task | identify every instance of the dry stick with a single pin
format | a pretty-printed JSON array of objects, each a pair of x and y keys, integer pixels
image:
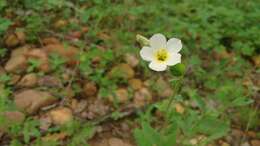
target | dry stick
[{"x": 125, "y": 112}]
----------------------------------------
What you are asked to do
Each line from the one bearing "format | a pretty-printed" through the final line of the records is to be copied exactly, and no pictures are to be included.

Reply to the exercise
format | a pretty-printed JSON array of objects, each a pair of x and y keys, integer pixels
image:
target | dry stick
[{"x": 125, "y": 112}]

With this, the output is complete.